- _TO BE DONE_: Write out exactly the lines below that run from the line containing "Practice step: put one dot on the plastic" through the last line of the records.

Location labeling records
>> Begin
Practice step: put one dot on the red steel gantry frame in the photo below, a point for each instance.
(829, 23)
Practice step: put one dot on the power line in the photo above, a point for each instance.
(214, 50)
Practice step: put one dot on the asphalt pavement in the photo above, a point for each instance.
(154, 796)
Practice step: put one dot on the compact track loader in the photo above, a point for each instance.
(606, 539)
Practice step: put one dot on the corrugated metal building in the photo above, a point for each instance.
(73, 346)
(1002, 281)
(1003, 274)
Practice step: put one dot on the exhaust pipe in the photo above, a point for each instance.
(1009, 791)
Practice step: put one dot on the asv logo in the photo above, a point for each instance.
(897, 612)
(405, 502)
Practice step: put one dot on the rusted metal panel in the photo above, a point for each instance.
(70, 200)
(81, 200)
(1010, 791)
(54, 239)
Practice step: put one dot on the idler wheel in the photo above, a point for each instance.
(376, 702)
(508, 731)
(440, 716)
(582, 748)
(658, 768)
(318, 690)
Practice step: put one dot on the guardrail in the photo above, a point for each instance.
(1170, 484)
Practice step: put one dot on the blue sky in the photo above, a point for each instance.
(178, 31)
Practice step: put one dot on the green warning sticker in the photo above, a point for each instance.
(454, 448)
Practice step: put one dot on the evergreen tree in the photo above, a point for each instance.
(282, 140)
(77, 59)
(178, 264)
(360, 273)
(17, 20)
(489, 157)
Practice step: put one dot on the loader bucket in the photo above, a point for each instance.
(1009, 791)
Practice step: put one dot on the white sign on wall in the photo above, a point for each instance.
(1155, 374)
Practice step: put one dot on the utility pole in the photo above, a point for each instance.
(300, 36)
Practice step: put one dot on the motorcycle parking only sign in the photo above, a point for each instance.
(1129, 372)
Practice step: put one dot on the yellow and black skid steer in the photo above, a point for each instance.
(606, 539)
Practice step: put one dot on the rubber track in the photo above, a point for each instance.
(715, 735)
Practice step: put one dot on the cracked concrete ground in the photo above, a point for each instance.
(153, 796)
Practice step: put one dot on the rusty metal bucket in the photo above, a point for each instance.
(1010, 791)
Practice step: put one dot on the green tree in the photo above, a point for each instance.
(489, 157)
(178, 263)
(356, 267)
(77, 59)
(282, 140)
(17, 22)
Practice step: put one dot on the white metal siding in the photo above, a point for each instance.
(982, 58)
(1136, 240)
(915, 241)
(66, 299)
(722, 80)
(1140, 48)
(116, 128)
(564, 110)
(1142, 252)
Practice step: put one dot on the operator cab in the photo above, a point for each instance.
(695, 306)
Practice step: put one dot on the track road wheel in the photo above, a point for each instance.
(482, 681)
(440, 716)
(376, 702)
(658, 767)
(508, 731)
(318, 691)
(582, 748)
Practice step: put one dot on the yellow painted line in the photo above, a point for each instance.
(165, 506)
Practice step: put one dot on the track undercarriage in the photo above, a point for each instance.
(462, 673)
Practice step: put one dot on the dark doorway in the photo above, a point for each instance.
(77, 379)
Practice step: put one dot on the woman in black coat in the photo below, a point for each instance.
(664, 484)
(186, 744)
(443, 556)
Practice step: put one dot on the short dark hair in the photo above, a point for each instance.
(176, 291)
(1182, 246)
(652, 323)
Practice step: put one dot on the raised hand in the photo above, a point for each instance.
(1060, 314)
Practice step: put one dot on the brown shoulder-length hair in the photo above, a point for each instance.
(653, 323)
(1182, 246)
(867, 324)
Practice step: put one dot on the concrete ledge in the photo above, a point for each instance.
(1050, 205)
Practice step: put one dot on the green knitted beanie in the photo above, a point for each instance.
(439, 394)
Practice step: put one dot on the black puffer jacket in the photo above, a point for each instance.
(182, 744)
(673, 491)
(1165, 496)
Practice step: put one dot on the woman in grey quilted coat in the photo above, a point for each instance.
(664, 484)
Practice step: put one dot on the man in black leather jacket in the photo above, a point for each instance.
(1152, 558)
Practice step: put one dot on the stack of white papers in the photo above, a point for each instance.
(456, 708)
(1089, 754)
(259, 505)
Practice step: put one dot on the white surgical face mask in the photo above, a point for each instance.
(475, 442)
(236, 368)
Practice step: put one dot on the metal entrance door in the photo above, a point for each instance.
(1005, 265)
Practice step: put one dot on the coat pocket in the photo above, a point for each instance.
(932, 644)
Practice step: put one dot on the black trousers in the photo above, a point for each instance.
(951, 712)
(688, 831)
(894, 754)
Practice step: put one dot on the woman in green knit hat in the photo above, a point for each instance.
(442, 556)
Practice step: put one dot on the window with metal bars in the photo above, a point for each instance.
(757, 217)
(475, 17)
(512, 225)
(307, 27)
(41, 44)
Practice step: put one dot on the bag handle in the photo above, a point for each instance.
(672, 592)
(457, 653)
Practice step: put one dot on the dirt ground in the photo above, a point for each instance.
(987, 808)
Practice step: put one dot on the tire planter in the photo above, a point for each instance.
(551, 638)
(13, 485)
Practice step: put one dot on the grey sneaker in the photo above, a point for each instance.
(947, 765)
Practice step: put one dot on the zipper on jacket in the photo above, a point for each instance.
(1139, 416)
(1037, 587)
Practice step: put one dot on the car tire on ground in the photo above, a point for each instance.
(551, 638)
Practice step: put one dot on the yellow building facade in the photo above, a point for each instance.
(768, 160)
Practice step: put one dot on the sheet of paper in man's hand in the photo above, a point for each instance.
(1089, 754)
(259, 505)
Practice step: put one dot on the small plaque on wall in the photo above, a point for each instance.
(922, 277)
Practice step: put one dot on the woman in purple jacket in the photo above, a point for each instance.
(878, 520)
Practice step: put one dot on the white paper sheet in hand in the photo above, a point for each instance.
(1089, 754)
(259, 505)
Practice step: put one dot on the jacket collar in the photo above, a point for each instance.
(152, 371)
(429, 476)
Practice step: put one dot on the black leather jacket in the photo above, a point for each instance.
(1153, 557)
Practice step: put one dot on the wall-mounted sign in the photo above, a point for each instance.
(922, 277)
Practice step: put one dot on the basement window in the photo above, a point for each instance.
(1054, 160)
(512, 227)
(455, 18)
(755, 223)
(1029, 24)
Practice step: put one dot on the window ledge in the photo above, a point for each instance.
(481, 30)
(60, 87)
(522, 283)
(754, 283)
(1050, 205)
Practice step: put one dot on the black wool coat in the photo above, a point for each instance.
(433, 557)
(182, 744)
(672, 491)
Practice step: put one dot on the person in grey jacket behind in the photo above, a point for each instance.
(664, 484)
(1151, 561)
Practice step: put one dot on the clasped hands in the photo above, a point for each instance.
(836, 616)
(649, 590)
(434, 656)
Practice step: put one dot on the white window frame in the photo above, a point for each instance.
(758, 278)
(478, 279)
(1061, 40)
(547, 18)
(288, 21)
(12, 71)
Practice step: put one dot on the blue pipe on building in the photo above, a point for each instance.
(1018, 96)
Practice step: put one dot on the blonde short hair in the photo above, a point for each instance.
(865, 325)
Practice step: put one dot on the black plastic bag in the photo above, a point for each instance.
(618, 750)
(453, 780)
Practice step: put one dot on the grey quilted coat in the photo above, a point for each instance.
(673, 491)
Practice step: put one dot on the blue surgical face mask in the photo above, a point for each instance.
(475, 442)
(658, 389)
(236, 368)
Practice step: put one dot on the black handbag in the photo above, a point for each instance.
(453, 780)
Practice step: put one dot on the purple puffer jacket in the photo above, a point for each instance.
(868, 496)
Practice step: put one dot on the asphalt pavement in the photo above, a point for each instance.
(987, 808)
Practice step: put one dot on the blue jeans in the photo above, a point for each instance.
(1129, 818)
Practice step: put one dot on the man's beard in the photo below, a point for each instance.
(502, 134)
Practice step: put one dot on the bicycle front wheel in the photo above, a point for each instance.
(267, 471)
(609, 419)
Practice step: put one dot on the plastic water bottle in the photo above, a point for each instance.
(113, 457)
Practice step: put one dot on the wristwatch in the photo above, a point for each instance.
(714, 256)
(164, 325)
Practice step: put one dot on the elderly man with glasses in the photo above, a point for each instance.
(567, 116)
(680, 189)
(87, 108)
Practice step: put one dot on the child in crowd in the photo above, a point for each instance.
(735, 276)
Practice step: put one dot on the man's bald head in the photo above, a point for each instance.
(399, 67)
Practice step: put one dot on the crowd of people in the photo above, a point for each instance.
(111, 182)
>> End
- _OUTPUT BELOW_:
Practice step: put one dot on the plastic water bottle in the photo above, a point for each instance.
(113, 457)
Practice step: put one dot on the wristwatch in the photo above, a point for each instance.
(714, 256)
(164, 325)
Practice step: put one dot on the elderly man with glasses in the photo above, a point for each instance.
(567, 116)
(680, 189)
(87, 108)
Practice step: put one dot on the child in crowd in the photo above, a point for each instance.
(735, 276)
Practice step: put one dot on the man's bald head in the photo above, a point for each instance.
(399, 67)
Practice step: put one dot on the crowd of people in the photo above, a point for each instance.
(111, 182)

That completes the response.